Reproduce exactly, and only, the lines below from the one containing "point(161, 286)" through the one containing "point(214, 257)".

*** Information supplied

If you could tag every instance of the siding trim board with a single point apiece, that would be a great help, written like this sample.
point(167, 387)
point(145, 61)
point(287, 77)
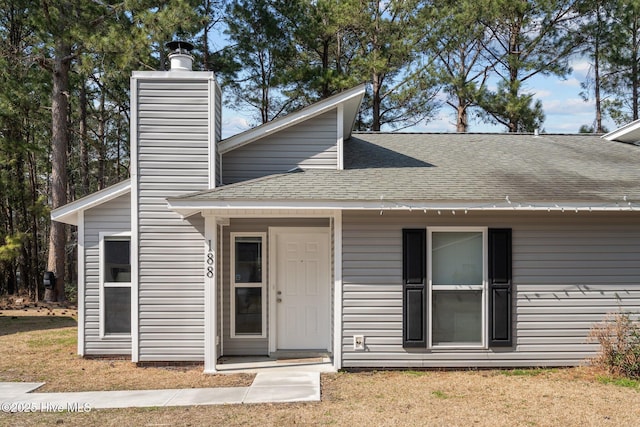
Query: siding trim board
point(81, 285)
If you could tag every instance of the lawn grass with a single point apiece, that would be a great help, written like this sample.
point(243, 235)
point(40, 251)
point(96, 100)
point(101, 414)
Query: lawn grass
point(520, 397)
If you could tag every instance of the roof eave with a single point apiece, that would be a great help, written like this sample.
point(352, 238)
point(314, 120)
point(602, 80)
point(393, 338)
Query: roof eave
point(629, 133)
point(350, 98)
point(68, 213)
point(189, 207)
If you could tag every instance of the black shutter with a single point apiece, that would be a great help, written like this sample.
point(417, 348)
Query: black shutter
point(414, 289)
point(500, 312)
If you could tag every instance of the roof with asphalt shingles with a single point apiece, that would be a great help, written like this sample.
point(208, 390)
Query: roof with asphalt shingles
point(457, 168)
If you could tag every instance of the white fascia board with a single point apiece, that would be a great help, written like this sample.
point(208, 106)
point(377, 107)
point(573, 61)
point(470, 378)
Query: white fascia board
point(189, 207)
point(627, 133)
point(68, 213)
point(294, 118)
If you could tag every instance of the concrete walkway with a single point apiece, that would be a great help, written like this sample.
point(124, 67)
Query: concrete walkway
point(267, 387)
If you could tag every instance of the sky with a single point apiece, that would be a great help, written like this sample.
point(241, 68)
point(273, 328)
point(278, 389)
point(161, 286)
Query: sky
point(565, 110)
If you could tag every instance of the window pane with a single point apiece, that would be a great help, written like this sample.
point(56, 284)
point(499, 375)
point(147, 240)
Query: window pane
point(248, 268)
point(457, 317)
point(117, 265)
point(457, 258)
point(117, 310)
point(248, 310)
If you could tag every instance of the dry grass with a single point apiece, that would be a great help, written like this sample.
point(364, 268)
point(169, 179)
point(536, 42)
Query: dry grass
point(539, 397)
point(42, 344)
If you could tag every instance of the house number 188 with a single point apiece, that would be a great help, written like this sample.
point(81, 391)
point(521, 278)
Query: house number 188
point(210, 262)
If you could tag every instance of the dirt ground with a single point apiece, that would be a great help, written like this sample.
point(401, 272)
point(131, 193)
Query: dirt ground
point(41, 347)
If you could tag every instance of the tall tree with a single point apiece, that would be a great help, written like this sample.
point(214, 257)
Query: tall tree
point(622, 57)
point(402, 92)
point(529, 38)
point(69, 30)
point(261, 49)
point(325, 40)
point(594, 35)
point(22, 125)
point(455, 36)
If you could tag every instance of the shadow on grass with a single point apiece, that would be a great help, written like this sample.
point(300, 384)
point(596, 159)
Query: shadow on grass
point(14, 324)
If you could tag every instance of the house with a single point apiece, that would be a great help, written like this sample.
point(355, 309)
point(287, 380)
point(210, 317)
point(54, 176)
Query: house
point(382, 249)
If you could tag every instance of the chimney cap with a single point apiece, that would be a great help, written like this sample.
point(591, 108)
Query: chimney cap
point(179, 46)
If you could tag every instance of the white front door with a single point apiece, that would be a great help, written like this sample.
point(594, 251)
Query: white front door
point(302, 288)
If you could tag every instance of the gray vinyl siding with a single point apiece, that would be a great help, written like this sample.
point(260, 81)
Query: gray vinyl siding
point(569, 270)
point(311, 144)
point(172, 149)
point(218, 133)
point(251, 346)
point(113, 216)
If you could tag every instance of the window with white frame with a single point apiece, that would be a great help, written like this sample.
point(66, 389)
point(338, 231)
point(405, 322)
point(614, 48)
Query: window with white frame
point(457, 279)
point(115, 284)
point(248, 285)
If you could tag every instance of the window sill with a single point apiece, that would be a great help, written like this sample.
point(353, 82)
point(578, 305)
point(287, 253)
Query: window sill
point(113, 337)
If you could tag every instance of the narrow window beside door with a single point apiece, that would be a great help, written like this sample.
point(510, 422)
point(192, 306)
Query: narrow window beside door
point(247, 286)
point(115, 278)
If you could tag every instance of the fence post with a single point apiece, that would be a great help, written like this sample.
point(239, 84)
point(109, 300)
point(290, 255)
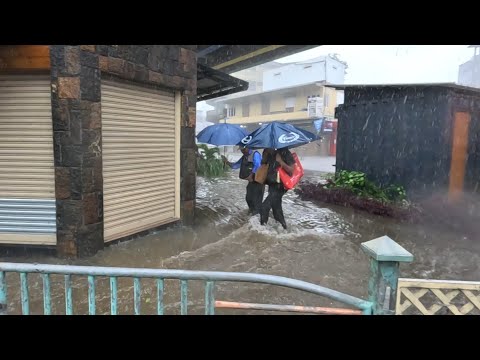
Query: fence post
point(3, 293)
point(385, 258)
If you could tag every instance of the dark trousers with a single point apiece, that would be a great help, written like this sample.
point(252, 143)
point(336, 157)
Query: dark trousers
point(254, 196)
point(274, 202)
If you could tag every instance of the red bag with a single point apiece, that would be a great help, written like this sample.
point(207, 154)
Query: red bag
point(289, 182)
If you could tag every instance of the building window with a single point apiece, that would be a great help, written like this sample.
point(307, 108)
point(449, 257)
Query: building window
point(290, 104)
point(245, 109)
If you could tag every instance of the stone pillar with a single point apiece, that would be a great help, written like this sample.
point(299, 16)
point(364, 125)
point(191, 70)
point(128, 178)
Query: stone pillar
point(188, 62)
point(76, 116)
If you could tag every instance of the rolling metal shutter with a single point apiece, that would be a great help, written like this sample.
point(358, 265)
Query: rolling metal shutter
point(141, 165)
point(27, 173)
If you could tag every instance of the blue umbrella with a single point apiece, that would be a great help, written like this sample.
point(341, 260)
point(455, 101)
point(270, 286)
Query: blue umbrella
point(277, 135)
point(221, 134)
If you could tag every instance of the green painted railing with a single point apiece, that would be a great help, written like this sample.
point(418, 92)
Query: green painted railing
point(385, 258)
point(210, 278)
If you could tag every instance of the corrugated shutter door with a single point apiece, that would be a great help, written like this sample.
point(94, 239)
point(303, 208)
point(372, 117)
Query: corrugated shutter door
point(139, 130)
point(27, 173)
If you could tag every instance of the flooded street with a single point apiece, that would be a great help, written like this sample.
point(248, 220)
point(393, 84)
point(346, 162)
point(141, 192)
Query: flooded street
point(321, 245)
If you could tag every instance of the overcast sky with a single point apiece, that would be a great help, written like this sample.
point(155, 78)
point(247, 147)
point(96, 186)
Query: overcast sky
point(379, 64)
point(384, 64)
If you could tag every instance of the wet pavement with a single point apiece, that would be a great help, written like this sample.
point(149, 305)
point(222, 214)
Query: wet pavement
point(321, 245)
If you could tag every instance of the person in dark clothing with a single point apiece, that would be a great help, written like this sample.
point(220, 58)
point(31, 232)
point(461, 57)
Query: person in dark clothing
point(248, 164)
point(275, 159)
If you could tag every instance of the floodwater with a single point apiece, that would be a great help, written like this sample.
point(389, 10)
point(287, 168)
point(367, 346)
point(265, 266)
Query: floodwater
point(321, 245)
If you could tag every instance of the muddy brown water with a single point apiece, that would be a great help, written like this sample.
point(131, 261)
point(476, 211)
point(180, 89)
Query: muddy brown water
point(321, 245)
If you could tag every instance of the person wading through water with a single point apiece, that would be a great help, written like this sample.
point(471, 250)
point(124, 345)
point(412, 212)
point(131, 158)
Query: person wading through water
point(275, 159)
point(249, 163)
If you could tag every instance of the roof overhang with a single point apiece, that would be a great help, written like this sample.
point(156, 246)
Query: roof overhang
point(213, 83)
point(233, 58)
point(402, 86)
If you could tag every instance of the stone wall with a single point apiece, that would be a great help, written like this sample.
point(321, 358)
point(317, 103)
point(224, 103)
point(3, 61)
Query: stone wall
point(76, 107)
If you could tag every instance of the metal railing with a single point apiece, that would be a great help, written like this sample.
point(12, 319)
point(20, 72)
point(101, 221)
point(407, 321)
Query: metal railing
point(210, 278)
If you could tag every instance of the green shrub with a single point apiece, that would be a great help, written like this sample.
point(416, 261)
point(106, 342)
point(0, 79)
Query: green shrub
point(208, 163)
point(358, 183)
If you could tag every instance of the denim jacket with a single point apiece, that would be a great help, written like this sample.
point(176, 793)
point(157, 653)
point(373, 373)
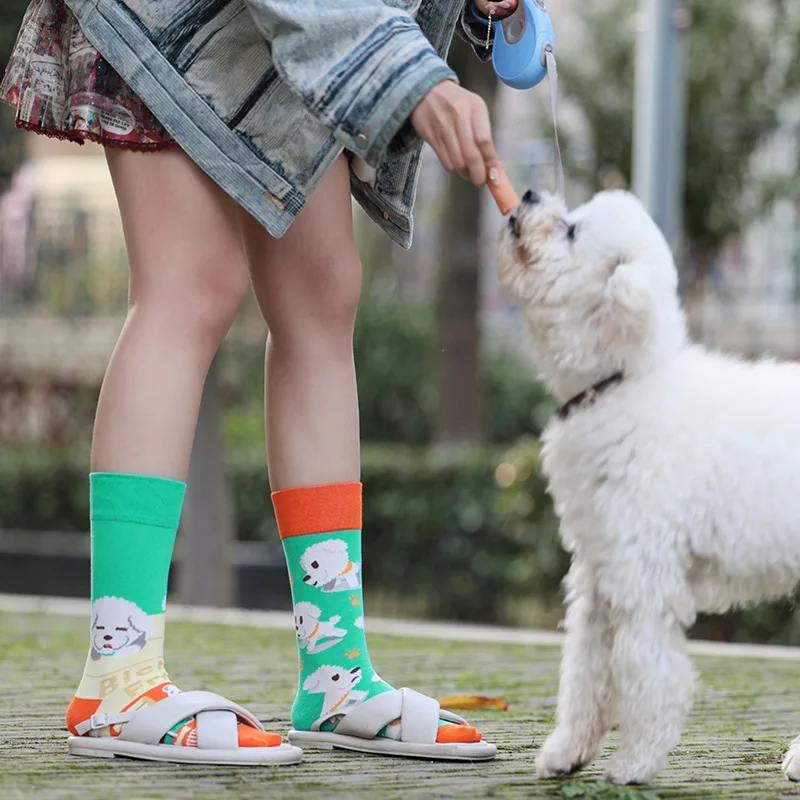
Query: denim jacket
point(264, 95)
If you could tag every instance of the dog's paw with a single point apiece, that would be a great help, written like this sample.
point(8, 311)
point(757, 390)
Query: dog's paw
point(791, 761)
point(624, 771)
point(562, 754)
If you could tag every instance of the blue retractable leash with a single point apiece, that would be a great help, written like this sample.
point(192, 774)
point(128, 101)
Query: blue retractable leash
point(524, 53)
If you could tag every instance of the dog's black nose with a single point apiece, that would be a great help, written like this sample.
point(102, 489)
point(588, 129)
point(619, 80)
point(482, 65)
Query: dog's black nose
point(531, 198)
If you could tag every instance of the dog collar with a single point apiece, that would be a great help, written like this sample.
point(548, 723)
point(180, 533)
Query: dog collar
point(588, 396)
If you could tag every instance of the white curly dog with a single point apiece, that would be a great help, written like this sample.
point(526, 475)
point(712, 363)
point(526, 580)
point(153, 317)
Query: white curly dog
point(329, 568)
point(675, 473)
point(337, 684)
point(119, 628)
point(313, 634)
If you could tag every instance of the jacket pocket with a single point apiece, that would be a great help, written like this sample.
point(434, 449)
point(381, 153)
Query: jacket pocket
point(409, 6)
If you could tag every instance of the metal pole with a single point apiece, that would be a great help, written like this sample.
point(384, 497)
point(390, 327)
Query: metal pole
point(659, 112)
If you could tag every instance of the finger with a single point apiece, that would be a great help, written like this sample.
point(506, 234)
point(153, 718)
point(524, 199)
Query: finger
point(455, 156)
point(502, 189)
point(482, 132)
point(474, 165)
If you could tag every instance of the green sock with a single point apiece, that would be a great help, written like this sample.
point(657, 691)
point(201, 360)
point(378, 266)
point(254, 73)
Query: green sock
point(335, 671)
point(134, 520)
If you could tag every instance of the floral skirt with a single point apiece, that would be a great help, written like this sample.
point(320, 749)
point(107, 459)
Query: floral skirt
point(62, 87)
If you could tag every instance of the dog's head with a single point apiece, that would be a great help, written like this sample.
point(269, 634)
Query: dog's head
point(118, 624)
point(306, 617)
point(332, 679)
point(597, 287)
point(323, 561)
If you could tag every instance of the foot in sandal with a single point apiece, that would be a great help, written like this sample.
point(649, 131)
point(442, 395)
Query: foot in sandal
point(126, 704)
point(341, 700)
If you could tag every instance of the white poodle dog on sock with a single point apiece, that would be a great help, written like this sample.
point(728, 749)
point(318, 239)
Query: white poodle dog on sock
point(119, 628)
point(328, 567)
point(313, 634)
point(337, 684)
point(675, 473)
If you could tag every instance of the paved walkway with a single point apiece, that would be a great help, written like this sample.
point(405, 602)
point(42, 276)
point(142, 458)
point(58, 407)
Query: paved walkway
point(747, 708)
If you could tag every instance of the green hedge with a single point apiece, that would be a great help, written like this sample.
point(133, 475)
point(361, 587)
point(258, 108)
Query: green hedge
point(440, 531)
point(467, 536)
point(396, 382)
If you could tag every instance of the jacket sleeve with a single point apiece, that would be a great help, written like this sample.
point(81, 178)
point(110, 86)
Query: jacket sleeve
point(473, 31)
point(359, 66)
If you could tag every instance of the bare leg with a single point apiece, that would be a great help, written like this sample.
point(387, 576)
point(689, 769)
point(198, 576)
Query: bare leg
point(308, 285)
point(586, 688)
point(188, 277)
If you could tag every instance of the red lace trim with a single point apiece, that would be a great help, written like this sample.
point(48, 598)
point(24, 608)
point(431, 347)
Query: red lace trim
point(81, 137)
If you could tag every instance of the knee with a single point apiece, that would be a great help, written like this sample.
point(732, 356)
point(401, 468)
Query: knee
point(320, 307)
point(200, 303)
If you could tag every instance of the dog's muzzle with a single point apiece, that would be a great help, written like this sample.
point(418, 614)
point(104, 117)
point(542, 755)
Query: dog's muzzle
point(530, 198)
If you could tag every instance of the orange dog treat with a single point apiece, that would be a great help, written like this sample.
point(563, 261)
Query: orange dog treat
point(501, 189)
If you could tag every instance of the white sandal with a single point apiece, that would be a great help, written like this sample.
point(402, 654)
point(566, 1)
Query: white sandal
point(217, 734)
point(419, 717)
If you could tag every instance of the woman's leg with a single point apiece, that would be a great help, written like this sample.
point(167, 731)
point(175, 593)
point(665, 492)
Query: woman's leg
point(308, 284)
point(188, 277)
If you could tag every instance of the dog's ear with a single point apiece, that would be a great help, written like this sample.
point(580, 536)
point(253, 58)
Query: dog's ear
point(630, 306)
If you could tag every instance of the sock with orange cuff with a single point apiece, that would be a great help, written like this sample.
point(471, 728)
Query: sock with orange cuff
point(320, 527)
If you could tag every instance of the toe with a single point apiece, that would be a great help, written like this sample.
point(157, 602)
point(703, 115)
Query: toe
point(250, 737)
point(458, 734)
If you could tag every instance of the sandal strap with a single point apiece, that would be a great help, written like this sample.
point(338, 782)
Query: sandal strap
point(419, 716)
point(98, 721)
point(217, 720)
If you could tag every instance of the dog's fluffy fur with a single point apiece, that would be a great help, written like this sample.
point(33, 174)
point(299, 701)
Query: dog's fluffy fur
point(676, 489)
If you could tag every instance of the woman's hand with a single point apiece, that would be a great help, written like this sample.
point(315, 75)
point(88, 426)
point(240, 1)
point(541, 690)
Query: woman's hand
point(456, 124)
point(500, 10)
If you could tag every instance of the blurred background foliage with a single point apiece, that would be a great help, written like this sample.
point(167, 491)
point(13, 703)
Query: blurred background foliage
point(457, 518)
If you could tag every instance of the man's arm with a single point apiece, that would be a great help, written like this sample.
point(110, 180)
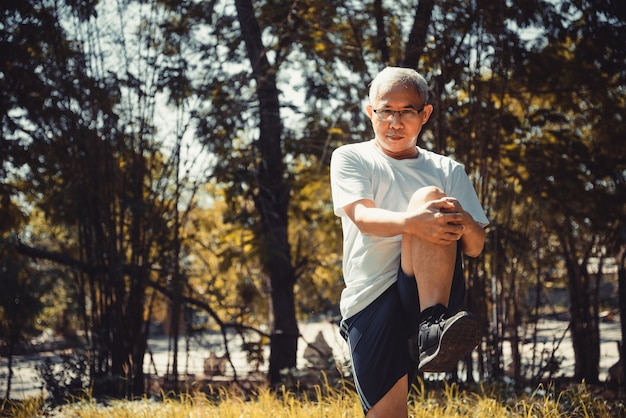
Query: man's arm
point(440, 221)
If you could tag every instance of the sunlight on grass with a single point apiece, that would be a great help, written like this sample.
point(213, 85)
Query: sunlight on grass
point(448, 400)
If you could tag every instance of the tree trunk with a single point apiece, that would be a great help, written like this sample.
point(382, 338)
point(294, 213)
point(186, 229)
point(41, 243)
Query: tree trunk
point(621, 274)
point(583, 327)
point(272, 199)
point(419, 31)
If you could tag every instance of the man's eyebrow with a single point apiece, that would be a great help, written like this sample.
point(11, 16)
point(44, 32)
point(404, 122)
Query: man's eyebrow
point(409, 106)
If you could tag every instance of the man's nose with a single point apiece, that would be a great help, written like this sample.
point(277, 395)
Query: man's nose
point(396, 119)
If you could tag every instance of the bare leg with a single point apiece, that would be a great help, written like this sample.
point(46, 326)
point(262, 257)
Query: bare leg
point(432, 264)
point(394, 403)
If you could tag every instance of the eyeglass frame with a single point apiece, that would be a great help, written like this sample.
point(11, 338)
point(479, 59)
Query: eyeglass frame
point(399, 112)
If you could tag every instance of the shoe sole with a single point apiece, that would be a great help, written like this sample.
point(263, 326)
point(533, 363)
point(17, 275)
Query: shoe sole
point(460, 338)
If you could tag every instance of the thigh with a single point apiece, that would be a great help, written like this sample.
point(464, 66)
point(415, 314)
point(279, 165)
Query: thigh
point(378, 341)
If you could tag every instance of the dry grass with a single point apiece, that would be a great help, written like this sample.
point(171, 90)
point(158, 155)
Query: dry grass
point(447, 401)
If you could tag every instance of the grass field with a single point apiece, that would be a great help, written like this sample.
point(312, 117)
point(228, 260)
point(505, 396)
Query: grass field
point(448, 400)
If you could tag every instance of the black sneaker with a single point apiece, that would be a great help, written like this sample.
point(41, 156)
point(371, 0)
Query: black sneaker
point(443, 341)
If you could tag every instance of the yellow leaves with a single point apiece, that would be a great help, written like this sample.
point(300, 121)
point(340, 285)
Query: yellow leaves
point(335, 131)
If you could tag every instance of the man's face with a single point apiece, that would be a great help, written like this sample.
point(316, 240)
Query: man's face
point(397, 137)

******

» **Answer below**
point(161, 286)
Query: sky
point(565, 110)
If you could tag every instance of the window pane with a single point apiece, that would be a great help, written like this sample.
point(56, 284)
point(499, 375)
point(147, 240)
Query: window pane
point(248, 268)
point(457, 317)
point(117, 265)
point(457, 258)
point(117, 310)
point(248, 310)
If you could tag every instance of the dry grass with a single point apiece, that would be a great help, written like this sample.
point(364, 268)
point(169, 179)
point(536, 42)
Query: dry grass
point(539, 397)
point(42, 344)
If you could tag every instance of the house number 188 with a single point apiece, that would be a great help, written like this sample.
point(81, 391)
point(521, 278)
Query: house number 188
point(210, 262)
If you could tag every instance of the dirt ground with a single point apiece, that would be a great help, written like this sample.
point(401, 272)
point(131, 193)
Query: dirt ground
point(41, 347)
If you could tag every instance of the tall tree with a single point apiece, that would be a great help, written like this sample.
point(214, 257)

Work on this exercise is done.